+++ RECORD EXTRACTS +++

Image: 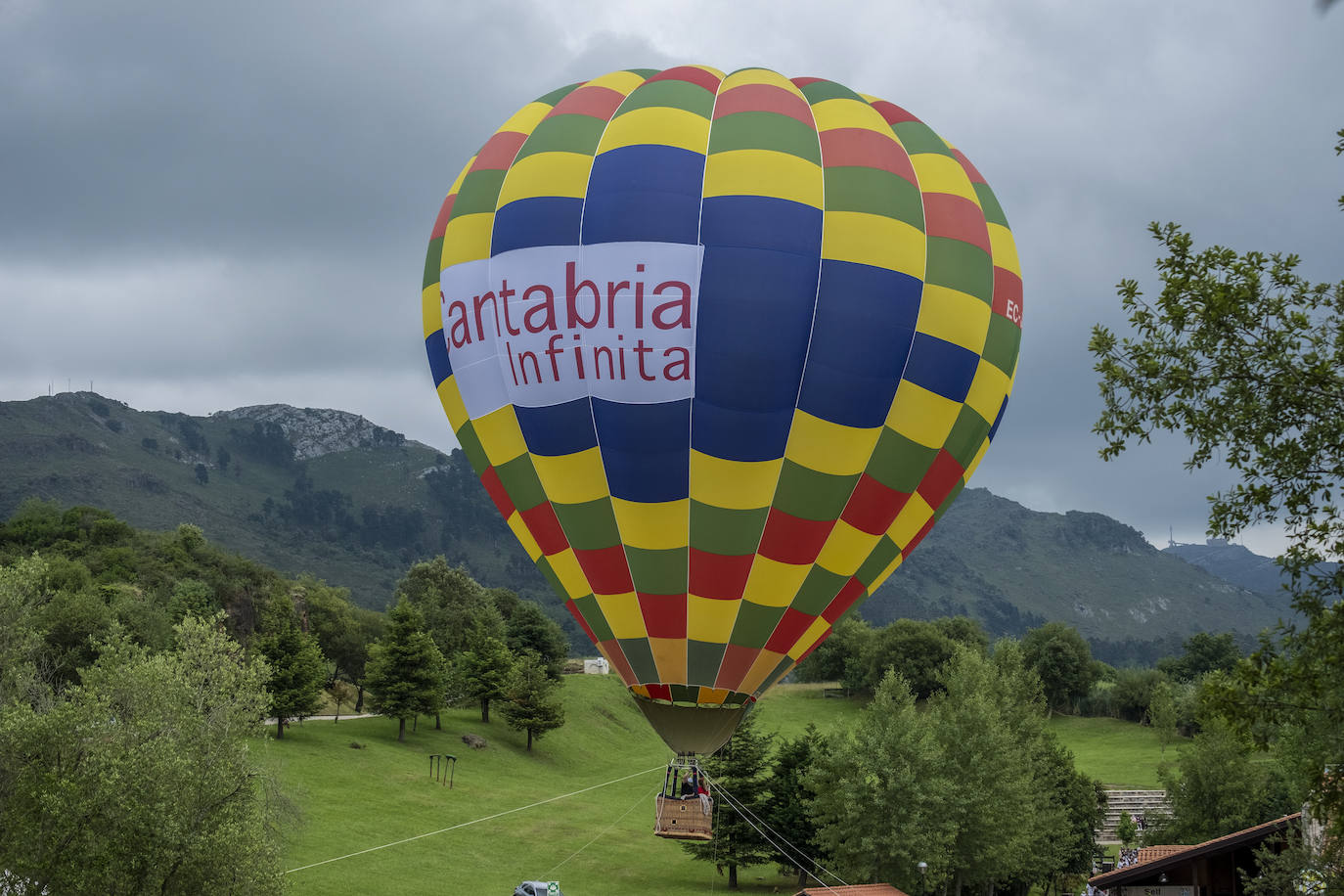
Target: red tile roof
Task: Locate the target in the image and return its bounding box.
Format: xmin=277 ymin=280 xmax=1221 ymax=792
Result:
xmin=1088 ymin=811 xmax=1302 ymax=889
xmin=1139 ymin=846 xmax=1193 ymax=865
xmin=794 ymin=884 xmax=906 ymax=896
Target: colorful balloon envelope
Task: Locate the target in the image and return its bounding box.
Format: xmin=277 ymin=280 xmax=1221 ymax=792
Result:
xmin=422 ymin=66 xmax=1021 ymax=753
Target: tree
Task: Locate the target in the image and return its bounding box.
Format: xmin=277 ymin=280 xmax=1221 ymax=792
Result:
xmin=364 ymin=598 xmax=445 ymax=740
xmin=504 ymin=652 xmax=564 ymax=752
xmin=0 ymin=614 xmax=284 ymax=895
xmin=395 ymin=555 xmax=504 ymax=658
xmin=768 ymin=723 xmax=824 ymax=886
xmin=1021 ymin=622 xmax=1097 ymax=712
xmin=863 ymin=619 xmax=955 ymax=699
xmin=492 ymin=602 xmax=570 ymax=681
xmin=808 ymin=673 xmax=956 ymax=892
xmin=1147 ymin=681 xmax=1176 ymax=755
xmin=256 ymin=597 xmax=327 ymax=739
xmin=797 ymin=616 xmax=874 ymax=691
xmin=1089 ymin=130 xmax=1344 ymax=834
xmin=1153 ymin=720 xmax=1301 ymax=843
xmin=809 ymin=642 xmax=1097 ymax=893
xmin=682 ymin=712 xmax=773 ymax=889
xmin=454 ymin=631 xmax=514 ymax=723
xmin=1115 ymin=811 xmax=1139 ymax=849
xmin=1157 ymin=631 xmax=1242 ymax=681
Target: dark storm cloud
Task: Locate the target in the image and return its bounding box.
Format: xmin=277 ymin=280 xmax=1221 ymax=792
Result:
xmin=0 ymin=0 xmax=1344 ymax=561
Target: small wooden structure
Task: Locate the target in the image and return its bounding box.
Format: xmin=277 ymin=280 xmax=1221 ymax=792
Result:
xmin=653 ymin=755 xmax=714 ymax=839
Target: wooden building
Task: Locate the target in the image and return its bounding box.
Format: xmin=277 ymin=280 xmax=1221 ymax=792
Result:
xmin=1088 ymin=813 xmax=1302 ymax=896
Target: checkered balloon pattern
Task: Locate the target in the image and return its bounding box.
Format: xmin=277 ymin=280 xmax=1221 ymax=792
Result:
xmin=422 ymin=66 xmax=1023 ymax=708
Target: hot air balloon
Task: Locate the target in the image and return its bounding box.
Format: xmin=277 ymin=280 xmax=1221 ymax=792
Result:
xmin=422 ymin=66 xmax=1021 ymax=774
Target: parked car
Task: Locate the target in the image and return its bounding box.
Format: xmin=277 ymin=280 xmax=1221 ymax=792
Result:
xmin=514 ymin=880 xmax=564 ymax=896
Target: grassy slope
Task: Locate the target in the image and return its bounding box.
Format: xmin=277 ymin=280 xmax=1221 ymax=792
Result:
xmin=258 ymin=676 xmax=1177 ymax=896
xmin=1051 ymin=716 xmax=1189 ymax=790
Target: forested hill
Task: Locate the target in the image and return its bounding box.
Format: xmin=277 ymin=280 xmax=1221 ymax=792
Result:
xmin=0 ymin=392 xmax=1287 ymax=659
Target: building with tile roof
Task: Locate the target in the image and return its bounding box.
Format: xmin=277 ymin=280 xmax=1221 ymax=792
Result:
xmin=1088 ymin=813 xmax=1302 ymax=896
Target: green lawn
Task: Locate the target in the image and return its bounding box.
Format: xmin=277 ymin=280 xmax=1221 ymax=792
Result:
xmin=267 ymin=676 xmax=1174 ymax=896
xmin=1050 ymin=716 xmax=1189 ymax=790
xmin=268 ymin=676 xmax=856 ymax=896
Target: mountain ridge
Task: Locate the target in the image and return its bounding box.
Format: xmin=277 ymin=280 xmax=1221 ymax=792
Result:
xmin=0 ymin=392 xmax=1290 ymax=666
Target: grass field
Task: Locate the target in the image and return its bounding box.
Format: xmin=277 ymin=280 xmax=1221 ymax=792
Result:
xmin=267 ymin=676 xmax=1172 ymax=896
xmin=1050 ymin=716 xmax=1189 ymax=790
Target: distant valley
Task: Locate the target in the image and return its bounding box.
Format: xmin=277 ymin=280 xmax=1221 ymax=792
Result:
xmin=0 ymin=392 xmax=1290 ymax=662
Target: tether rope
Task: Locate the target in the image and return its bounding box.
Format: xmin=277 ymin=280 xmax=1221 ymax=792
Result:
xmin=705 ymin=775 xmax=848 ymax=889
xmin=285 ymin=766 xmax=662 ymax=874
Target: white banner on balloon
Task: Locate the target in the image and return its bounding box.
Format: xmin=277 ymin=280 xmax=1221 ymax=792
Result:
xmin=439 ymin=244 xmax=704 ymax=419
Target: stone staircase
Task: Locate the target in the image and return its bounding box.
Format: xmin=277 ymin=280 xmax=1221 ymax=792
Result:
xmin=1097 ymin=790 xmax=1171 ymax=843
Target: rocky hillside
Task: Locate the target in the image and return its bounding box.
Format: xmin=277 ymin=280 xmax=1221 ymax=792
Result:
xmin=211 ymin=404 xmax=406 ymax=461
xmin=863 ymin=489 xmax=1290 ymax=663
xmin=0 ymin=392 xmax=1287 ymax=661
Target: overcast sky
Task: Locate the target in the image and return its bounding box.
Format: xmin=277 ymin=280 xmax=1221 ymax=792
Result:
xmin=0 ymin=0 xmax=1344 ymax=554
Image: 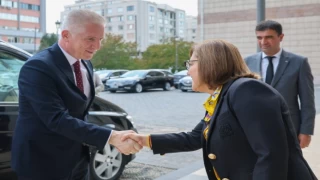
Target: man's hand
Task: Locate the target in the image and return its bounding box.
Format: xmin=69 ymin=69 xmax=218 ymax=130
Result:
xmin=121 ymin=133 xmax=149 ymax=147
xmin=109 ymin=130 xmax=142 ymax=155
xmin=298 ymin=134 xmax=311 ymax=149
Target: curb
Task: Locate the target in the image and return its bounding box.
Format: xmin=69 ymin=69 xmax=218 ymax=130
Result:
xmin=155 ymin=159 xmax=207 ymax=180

+++

Render the entire listing above as a JSON array of strings, one string per line, with blank lines omitted. Leave the pictures out of the array.

### SOLUTION TO THIS PROBLEM
[
  "Image: ",
  "Target: red tile roof",
  "Task: Locate the target in the image and return its bounding box.",
  "Format: xmin=277 ymin=280 xmax=1221 ymax=792",
  "Result:",
  "xmin=1088 ymin=811 xmax=1302 ymax=889",
  "xmin=1139 ymin=846 xmax=1193 ymax=865",
  "xmin=794 ymin=884 xmax=906 ymax=896",
  "Target: colorful balloon envelope",
  "Task: Locate the target in the image and return its bounding box.",
  "Format: xmin=277 ymin=280 xmax=1221 ymax=792",
  "Result:",
  "xmin=422 ymin=66 xmax=1021 ymax=753",
  "Target: tree",
  "Task: Locate the target in the image and return its bounding box.",
  "Format: xmin=277 ymin=280 xmax=1221 ymax=792",
  "Result:",
  "xmin=364 ymin=598 xmax=445 ymax=740",
  "xmin=504 ymin=652 xmax=564 ymax=752",
  "xmin=0 ymin=614 xmax=284 ymax=895",
  "xmin=395 ymin=555 xmax=504 ymax=658",
  "xmin=768 ymin=723 xmax=824 ymax=886",
  "xmin=1021 ymin=622 xmax=1097 ymax=712",
  "xmin=863 ymin=619 xmax=955 ymax=699",
  "xmin=492 ymin=602 xmax=570 ymax=681",
  "xmin=808 ymin=673 xmax=956 ymax=892",
  "xmin=1147 ymin=681 xmax=1176 ymax=755",
  "xmin=256 ymin=597 xmax=327 ymax=739",
  "xmin=797 ymin=616 xmax=874 ymax=691",
  "xmin=1089 ymin=130 xmax=1344 ymax=834",
  "xmin=1153 ymin=720 xmax=1301 ymax=843",
  "xmin=809 ymin=642 xmax=1097 ymax=893",
  "xmin=682 ymin=712 xmax=773 ymax=889",
  "xmin=454 ymin=631 xmax=514 ymax=723",
  "xmin=1115 ymin=811 xmax=1139 ymax=849",
  "xmin=1157 ymin=631 xmax=1242 ymax=681",
  "Target: dark storm cloud",
  "Task: Locate the target in the image and return its bounding box.",
  "Format: xmin=277 ymin=280 xmax=1221 ymax=792",
  "Result:",
  "xmin=0 ymin=0 xmax=1344 ymax=561",
  "Target: small wooden structure",
  "Task: Locate the target in the image and return its bounding box.",
  "Format: xmin=277 ymin=280 xmax=1221 ymax=792",
  "Result:",
  "xmin=653 ymin=755 xmax=714 ymax=839",
  "Target: wooden building",
  "Task: Locate the target in the image and return its bounding box.",
  "Format: xmin=277 ymin=280 xmax=1221 ymax=792",
  "Result:",
  "xmin=1088 ymin=813 xmax=1302 ymax=896",
  "Target: checkered balloon pattern",
  "Task: Locate the target in the image and return its bounding box.",
  "Format: xmin=277 ymin=280 xmax=1221 ymax=792",
  "Result:",
  "xmin=422 ymin=66 xmax=1023 ymax=708",
  "Target: hot air balloon",
  "Task: Locate the target in the image and return its bounding box.",
  "Format: xmin=277 ymin=280 xmax=1221 ymax=792",
  "Result:",
  "xmin=422 ymin=66 xmax=1021 ymax=774",
  "Target: parked car",
  "Task: Locate the target in the image and return its bounding box.",
  "Format: xmin=277 ymin=280 xmax=1221 ymax=792",
  "Result:",
  "xmin=514 ymin=880 xmax=564 ymax=896",
  "Target: grassy slope",
  "Task: Locate the target in the image and return its bounding box.",
  "Format: xmin=277 ymin=280 xmax=1221 ymax=792",
  "Result:",
  "xmin=258 ymin=676 xmax=1177 ymax=896",
  "xmin=1051 ymin=716 xmax=1189 ymax=790",
  "Target: forested hill",
  "Task: Locate the target in the image and return its bounding box.",
  "Format: xmin=277 ymin=280 xmax=1221 ymax=792",
  "Result:",
  "xmin=0 ymin=392 xmax=1287 ymax=659",
  "Target: building with tile roof",
  "Task: Locate the target in the image and return its bounding box.",
  "Format: xmin=277 ymin=280 xmax=1221 ymax=792",
  "Result:",
  "xmin=1088 ymin=813 xmax=1302 ymax=896",
  "Target: green lawn",
  "Task: Locate the target in the image and return its bounding box.",
  "Format: xmin=277 ymin=280 xmax=1221 ymax=792",
  "Result:",
  "xmin=267 ymin=676 xmax=1174 ymax=896",
  "xmin=1050 ymin=716 xmax=1189 ymax=790",
  "xmin=268 ymin=676 xmax=856 ymax=896",
  "Target: mountain ridge",
  "Task: Locate the target in the image and return its bounding box.",
  "Format: xmin=277 ymin=280 xmax=1221 ymax=792",
  "Result:",
  "xmin=0 ymin=392 xmax=1290 ymax=666",
  "Target: grass field",
  "Task: Locate the target in the image and return its bounding box.",
  "Format: xmin=277 ymin=280 xmax=1221 ymax=792",
  "Result:",
  "xmin=267 ymin=676 xmax=1172 ymax=896",
  "xmin=1050 ymin=716 xmax=1189 ymax=790",
  "Target: distant valley",
  "Task: Locate the target in the image and return its bounding box.",
  "Format: xmin=277 ymin=280 xmax=1221 ymax=792",
  "Result:",
  "xmin=0 ymin=392 xmax=1290 ymax=662",
  "Target: tether rope",
  "Task: Locate the target in the image and return its bounding box.",
  "Format: xmin=277 ymin=280 xmax=1221 ymax=792",
  "Result:",
  "xmin=705 ymin=775 xmax=848 ymax=889",
  "xmin=285 ymin=766 xmax=662 ymax=874",
  "Target: white banner on balloon",
  "Task: Locate the target in the image and return its bounding box.",
  "Format: xmin=277 ymin=280 xmax=1221 ymax=792",
  "Result:",
  "xmin=439 ymin=244 xmax=704 ymax=419",
  "Target: stone staircase",
  "Task: Locate the target in the image and return its bounding box.",
  "Format: xmin=277 ymin=280 xmax=1221 ymax=792",
  "Result:",
  "xmin=1097 ymin=790 xmax=1171 ymax=843",
  "Target: rocky hillside",
  "Task: Locate the target in the image and return its bounding box.",
  "Format: xmin=277 ymin=280 xmax=1221 ymax=792",
  "Result:",
  "xmin=211 ymin=404 xmax=406 ymax=461",
  "xmin=863 ymin=489 xmax=1290 ymax=663",
  "xmin=0 ymin=392 xmax=1287 ymax=661",
  "Target: overcast sky",
  "Task: Locate the target in the image and return its bounding box.",
  "Format: xmin=277 ymin=280 xmax=1221 ymax=792",
  "Result:",
  "xmin=0 ymin=0 xmax=1344 ymax=554",
  "Image: ",
  "Target: man's hand",
  "Task: Locate the target in the image and return its bounding box.",
  "Format: xmin=69 ymin=69 xmax=218 ymax=130",
  "Result:",
  "xmin=121 ymin=133 xmax=149 ymax=147",
  "xmin=109 ymin=130 xmax=142 ymax=155",
  "xmin=298 ymin=134 xmax=311 ymax=149",
  "Target: curb",
  "Task: Locate the target in the image and return its bounding box.",
  "Format: xmin=69 ymin=69 xmax=218 ymax=130",
  "Result:",
  "xmin=155 ymin=159 xmax=207 ymax=180"
]